Input records START
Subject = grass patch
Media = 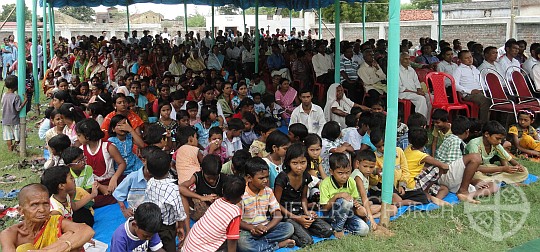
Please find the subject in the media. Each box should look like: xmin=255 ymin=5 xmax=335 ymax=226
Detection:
xmin=0 ymin=81 xmax=539 ymax=251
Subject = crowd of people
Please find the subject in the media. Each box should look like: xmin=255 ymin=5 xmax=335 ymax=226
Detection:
xmin=0 ymin=26 xmax=538 ymax=252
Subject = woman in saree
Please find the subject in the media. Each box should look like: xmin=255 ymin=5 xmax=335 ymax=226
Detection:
xmin=274 ymin=78 xmax=299 ymax=119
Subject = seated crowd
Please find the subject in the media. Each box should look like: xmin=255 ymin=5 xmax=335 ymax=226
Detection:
xmin=0 ymin=29 xmax=538 ymax=252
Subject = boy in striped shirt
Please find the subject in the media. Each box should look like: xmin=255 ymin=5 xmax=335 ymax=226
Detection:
Input records END
▶ _Exercise aim_
Take every line from the listing above that includes the word "crowd" and copy it.

▶ _Response box_
Subject = crowd of people
Subject = seated crowd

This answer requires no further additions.